WHAT THE EXERCISE ASKS: Find the string "below" in the material. Copy every line that has it.
⟨
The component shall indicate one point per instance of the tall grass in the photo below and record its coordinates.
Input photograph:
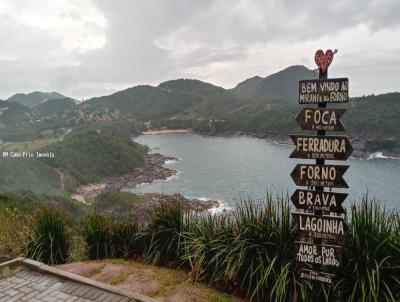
(49, 242)
(248, 251)
(13, 234)
(371, 264)
(164, 234)
(95, 233)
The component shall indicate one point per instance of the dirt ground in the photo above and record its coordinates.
(165, 284)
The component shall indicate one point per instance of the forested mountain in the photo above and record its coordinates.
(56, 106)
(282, 85)
(84, 155)
(261, 106)
(34, 98)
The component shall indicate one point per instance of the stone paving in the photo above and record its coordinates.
(29, 285)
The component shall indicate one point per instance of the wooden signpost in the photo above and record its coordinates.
(319, 175)
(324, 91)
(318, 201)
(319, 226)
(321, 147)
(321, 119)
(319, 220)
(320, 254)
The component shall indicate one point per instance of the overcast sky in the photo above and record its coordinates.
(85, 48)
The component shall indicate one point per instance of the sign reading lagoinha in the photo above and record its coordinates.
(324, 91)
(317, 226)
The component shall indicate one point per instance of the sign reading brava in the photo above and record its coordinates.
(319, 201)
(324, 91)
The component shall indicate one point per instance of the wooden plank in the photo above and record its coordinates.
(321, 119)
(319, 175)
(324, 91)
(319, 226)
(317, 276)
(321, 147)
(318, 254)
(319, 201)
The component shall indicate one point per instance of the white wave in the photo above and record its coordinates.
(379, 155)
(222, 206)
(170, 161)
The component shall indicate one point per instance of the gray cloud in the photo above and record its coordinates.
(218, 41)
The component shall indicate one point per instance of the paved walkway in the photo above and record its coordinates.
(32, 281)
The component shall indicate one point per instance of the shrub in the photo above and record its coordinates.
(164, 234)
(248, 249)
(371, 262)
(126, 238)
(95, 233)
(49, 242)
(13, 234)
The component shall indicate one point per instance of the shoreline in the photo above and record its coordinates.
(154, 168)
(359, 149)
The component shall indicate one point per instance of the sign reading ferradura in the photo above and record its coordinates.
(321, 254)
(317, 276)
(319, 226)
(324, 91)
(321, 119)
(321, 147)
(319, 201)
(319, 221)
(319, 175)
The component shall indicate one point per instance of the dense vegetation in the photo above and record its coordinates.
(87, 154)
(92, 155)
(247, 251)
(265, 107)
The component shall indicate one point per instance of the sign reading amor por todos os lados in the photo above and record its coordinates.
(315, 225)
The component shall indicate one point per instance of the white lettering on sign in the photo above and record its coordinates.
(318, 173)
(321, 225)
(324, 118)
(317, 254)
(319, 144)
(312, 199)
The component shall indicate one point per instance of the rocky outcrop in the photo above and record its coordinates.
(153, 169)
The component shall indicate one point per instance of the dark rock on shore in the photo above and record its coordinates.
(147, 203)
(153, 169)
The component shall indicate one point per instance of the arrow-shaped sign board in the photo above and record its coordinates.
(319, 254)
(319, 201)
(321, 147)
(319, 226)
(317, 276)
(319, 175)
(321, 119)
(324, 91)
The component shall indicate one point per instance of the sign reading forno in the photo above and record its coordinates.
(324, 91)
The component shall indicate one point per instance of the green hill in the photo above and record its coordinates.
(90, 155)
(55, 106)
(34, 98)
(83, 156)
(282, 85)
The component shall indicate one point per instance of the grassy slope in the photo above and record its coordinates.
(83, 156)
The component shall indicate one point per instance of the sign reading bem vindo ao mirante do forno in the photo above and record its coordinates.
(318, 220)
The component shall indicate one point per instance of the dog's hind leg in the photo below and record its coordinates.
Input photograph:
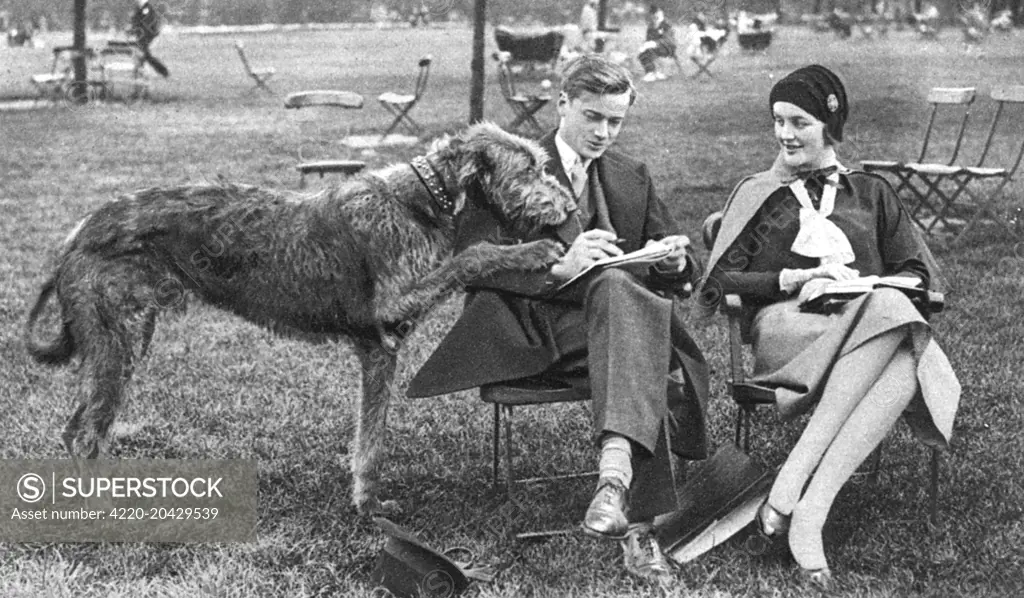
(378, 366)
(108, 365)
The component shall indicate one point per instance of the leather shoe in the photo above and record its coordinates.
(771, 523)
(606, 514)
(819, 580)
(643, 557)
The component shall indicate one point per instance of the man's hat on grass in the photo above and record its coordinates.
(408, 567)
(818, 91)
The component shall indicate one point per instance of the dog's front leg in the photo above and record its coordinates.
(378, 365)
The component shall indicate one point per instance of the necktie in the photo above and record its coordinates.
(578, 177)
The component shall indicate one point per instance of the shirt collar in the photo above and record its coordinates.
(568, 156)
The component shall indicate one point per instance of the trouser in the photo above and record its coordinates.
(645, 375)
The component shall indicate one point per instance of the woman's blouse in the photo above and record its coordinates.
(867, 211)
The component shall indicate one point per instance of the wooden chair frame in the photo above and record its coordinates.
(927, 196)
(328, 98)
(399, 104)
(523, 105)
(120, 71)
(750, 396)
(260, 76)
(984, 204)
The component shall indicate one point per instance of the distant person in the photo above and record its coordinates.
(421, 15)
(588, 27)
(144, 28)
(660, 43)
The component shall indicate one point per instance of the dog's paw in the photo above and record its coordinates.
(374, 507)
(543, 253)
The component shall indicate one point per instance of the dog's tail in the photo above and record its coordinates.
(58, 350)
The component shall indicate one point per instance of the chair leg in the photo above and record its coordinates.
(933, 508)
(509, 477)
(496, 441)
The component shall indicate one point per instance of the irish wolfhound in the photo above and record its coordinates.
(363, 260)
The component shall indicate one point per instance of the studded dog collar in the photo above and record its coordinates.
(434, 183)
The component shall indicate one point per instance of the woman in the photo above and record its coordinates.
(784, 233)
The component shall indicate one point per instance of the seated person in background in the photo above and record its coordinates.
(615, 332)
(785, 232)
(660, 43)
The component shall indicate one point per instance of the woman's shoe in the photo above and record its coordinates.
(820, 580)
(771, 523)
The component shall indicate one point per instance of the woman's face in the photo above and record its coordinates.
(801, 136)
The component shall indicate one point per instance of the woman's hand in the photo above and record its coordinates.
(586, 249)
(835, 271)
(812, 288)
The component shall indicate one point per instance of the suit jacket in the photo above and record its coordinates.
(504, 327)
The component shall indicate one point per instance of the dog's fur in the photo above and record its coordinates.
(361, 260)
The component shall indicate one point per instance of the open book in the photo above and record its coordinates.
(652, 253)
(839, 292)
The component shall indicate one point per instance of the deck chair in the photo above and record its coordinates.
(51, 86)
(921, 182)
(523, 105)
(259, 76)
(984, 202)
(121, 65)
(508, 395)
(318, 135)
(399, 103)
(749, 396)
⟩
SOLUTION FOR THIS PROBLEM:
The component shall indicate one point per instance of the tall grass in the photo below and record its coordinates.
The component shall indicate one point per instance of the dog's hind leg in the photo below and record its coordinates.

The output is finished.